Énoncé de l'exercice a -
Recopiez à l'identique les lignes des enregistrements, depuis celle qui contient "Reviewer note: every instance of the tattooed" jusqu'à celle qui contient "pixel 270 145", ces deux lignes comprises.

Texte proposé -
* * *
Le totalitarisme écologiste contre les peuples du monde

13/10/2023

Patrick AULNAS

L’idéologie écologiste se heurte de plus en plus aux réalités politiques. Le thème de propagande bien connu (choisir entre la fin du mois et la fin du monde) ne suffit plus à expliquer les réticences et les difficultés. Autrement dit, le choix entre le contrôle politique du progrès scientifique et technique et l’extinction de l’espèce humaine se révèle désormais pour ce qu’il est : un piège idéologique qui ne trompe plus que les adeptes de la doxa écologiste.

 

La fin du monde ou le totalitarisme ?

Première thématique : la coercition politique est nécessaire pour éviter la fin du monde. Interdiction de recherche des énergies fossiles, action sur les coûts par la fiscalité (taxe dite « carbone » par exemple), interdiction future de fabriquer des voitures à moteur thermique, interdiction de louer des habitations dites « passoires thermiques », etc. La liste des mesures coercitives est longue et promet de s’allonger encore.

La moindre proposition d’assouplissement de ces contraintes normatives suscite des réactions vives parmi les adeptes de l’idéologie écologiste. Un seul exemple récent. Bruno le Maire, ministre français de l’Économie, ose affirmer qu’il faudra retarder l’interdiction d’installer des chaudières à gaz dans les bâtiment neufs. Il s’ensuit une levée de boucliers à gauche, et même dans la majorité. Reformulation immédiate et plus consensuelle par le ministre concerné. La tentative très réaliste du ministre s’est donc heurtée au mur de l’idéologie politique. Mille exemples analogues pourraient être cités.
* * *
Entrées de pointage d'objets nommés:

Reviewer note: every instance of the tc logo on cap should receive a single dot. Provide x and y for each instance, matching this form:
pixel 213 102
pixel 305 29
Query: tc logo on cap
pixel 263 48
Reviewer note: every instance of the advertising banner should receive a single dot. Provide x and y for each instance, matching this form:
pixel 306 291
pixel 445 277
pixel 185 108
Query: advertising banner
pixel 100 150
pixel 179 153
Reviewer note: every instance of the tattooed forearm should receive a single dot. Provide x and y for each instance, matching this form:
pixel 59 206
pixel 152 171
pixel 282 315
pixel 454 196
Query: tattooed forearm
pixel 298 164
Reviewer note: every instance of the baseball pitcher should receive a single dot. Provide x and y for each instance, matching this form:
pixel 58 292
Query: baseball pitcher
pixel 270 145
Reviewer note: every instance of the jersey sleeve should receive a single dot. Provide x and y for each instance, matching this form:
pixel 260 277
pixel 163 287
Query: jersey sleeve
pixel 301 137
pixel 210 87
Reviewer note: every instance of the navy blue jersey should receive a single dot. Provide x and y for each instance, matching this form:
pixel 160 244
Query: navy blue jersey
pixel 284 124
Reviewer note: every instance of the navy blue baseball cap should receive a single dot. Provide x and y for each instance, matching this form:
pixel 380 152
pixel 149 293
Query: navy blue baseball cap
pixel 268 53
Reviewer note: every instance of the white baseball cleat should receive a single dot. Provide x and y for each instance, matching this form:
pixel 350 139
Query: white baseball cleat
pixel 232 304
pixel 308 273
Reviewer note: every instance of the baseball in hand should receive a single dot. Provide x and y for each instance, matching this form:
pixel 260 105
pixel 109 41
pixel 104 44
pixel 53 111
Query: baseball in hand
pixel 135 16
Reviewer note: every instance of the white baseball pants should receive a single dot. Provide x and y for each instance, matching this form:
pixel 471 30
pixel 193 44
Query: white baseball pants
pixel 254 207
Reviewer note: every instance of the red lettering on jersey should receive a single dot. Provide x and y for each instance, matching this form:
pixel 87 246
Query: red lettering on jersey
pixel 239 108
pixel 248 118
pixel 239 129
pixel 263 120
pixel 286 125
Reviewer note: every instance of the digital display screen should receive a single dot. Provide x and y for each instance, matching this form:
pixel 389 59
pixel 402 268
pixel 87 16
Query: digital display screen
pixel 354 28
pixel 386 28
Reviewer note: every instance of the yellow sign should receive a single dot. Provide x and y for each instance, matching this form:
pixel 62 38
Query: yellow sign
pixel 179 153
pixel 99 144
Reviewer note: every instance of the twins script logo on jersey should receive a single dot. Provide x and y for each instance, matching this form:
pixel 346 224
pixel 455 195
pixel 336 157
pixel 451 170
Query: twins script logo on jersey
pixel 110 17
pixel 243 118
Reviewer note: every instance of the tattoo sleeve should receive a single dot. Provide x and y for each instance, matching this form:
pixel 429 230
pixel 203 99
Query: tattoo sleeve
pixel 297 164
* * *
Énoncé de l'exercice b -
Rédigez la suite du texte sur le totalitarisme écologiste en reprenant juste après sa dernière phrase.

Résultat attendu a -
Reviewer note: every instance of the tattooed forearm should receive a single dot. Provide x and y for each instance, matching this form:
pixel 59 206
pixel 152 171
pixel 282 315
pixel 454 196
Query: tattooed forearm
pixel 298 164
Reviewer note: every instance of the baseball pitcher should receive a single dot. Provide x and y for each instance, matching this form:
pixel 58 292
Query: baseball pitcher
pixel 270 145

Résultat attendu b -
Le risque totalitaire apparaît. Les mouvements écologistes les plus radicaux deviennent violents et il n’est pas exclu qu’ils passent au terrorisme à l’avenir. Mais il y a plus. La coercition étatique en vue de la transition écologiste est désormais niée par certains, selon le principe marxiste de la dictature du prolétariat. La dictature de la classe élue par l’Histoire n’est pas considérée comme une dictature véritable par les marxistes. Elle représente une phase transitoire permettant de faire émerger la société future à laquelle il est impossible de s’opposer puisqu’elle résulte du déterminisme historique.

Il en va de même avec l’idéologie écologiste. Ne discutons pas ici de la scientificité des rapports du GIEC, qui reposent incontestablement sur de multiples observations scientifiques. Mais l’idéologie se réclame insidieusement de la science pour contraindre, laissant entendre à un large public que l’avenir est déterminé scientifiquement. Le projet normatif écologiste est présenté comme scientifique, ce qui fait sa force dans l’opinion, alors qu’il est purement politique.

L’idéologie écologiste obéit ainsi à la même logique déterministe que le marxisme. Fondée sur une vérité considérée comme scientifique par ses affidés (rapports du GIEC en particulier), cette idéologie ne peut admettre d’opposants (qualifiés climatosceptiques). Tous ceux qui n’adhèrent pas n’ont rien compris. L’histoire future de l’humanité étant définie scientifiquement par l’idéologie écologiste, la contrainte étatique n’est plus une contrainte mais une nécessité vitale. S’y opposer ne peut être que délictueux. Le droit doit donc s’ajuster au plus vite à l’idéologie. Le risque totalitaire resurgit.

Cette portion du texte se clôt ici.